Give the records again. Keep them exact and leave out the images.
=== Data ===
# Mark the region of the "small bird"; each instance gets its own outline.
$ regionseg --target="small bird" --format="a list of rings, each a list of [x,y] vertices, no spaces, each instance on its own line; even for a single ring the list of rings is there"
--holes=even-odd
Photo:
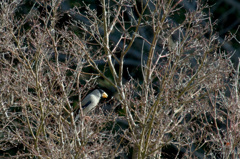
[[[102,89],[95,89],[91,93],[89,93],[81,102],[83,114],[86,115],[92,109],[94,109],[101,98],[107,98],[108,95]],[[75,121],[79,119],[80,109],[77,110],[77,116],[75,117]]]

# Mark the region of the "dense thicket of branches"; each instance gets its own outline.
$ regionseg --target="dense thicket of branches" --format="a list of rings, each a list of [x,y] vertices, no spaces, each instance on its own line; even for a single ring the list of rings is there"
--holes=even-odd
[[[0,155],[238,158],[239,65],[180,2],[0,2]],[[95,86],[112,98],[74,121]]]

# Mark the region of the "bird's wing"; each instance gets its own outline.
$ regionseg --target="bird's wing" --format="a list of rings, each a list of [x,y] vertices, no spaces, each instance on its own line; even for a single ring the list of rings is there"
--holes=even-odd
[[[86,108],[86,107],[89,106],[89,104],[91,104],[91,103],[92,103],[91,100],[89,100],[86,104],[82,105],[82,108],[83,108],[83,109]]]
[[[91,101],[88,101],[87,103],[85,103],[84,105],[82,105],[82,109],[85,109],[87,108],[92,102]],[[74,116],[75,116],[75,122],[80,118],[80,108],[78,108],[75,113],[74,113]]]

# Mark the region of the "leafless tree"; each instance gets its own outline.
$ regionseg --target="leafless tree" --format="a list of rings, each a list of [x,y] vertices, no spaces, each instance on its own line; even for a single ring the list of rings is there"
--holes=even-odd
[[[15,157],[238,158],[239,67],[221,51],[208,6],[183,14],[180,2],[101,0],[100,13],[75,7],[70,13],[86,21],[62,27],[62,1],[36,1],[20,17],[21,1],[1,2],[1,151],[21,145]],[[184,18],[175,22],[176,15]],[[138,76],[127,72],[132,54],[140,57]],[[112,109],[74,121],[99,82],[116,92]]]

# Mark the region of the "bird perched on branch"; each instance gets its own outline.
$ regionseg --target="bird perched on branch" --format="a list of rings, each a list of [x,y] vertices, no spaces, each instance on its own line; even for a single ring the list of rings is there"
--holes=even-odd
===
§ Response to this exercise:
# Mark the region of the "small bird"; each instance gets its own outline.
$ regionseg --target="small bird" --format="a list of rings, each a list of [x,y] vertices, no spaces, each instance on its own line; even for a single ring the list of rings is there"
--holes=even-odd
Photo:
[[[102,89],[95,89],[91,93],[89,93],[81,102],[83,114],[86,115],[92,109],[94,109],[101,98],[107,98],[108,95]],[[75,121],[79,119],[80,109],[77,110],[77,116],[75,117]]]

# Mark the region of the "dense thicket of branches"; each instance gets its own outline.
$ regionseg --target="dense thicket of branches" --format="a list of rings, each a list of [x,y] vertices, no spaces, each instance on its own line; even for a single ring the list of rings is there"
--holes=even-odd
[[[0,155],[238,158],[239,65],[180,2],[0,2]],[[95,86],[112,98],[74,121]]]

# Mark the region of the "bird's wing"; each instance gets its own outline.
$ regionseg --target="bird's wing" --format="a list of rings, each a list of [x,y] vertices, no spaces, each instance on its own line; even for a single ring the list of rings is there"
--holes=even-odd
[[[86,108],[86,107],[89,106],[89,104],[91,104],[91,103],[92,103],[91,100],[89,100],[86,104],[82,105],[82,108],[83,108],[83,109]]]
[[[91,101],[88,101],[87,103],[85,103],[84,105],[82,105],[82,109],[85,109],[87,108],[92,102]],[[74,116],[75,116],[75,122],[80,118],[80,108],[78,108],[75,113],[74,113]]]

# Mark the region of the "leafless tree"; each instance gets its own outline.
$ regionseg --target="leafless tree" --format="a list of rings, each a list of [x,y] vertices, no spaces, each instance on its own line; even for a single ring the list of rings is there"
--holes=even-odd
[[[15,157],[238,158],[239,67],[221,51],[208,6],[183,14],[180,2],[101,0],[100,13],[75,7],[70,13],[86,21],[62,27],[62,1],[36,1],[20,17],[21,1],[1,2],[1,151],[21,145]],[[184,18],[175,22],[176,15]],[[138,76],[127,72],[132,54],[140,57]],[[112,109],[74,121],[99,82],[116,92]]]

# Mark the region of the "bird perched on branch"; each instance gets its own outline.
$ regionseg --target="bird perched on branch" --format="a list of rings, each a list of [x,y] vertices, no spaces, each instance on its own line; even for a single ring the list of rings is there"
--holes=even-odd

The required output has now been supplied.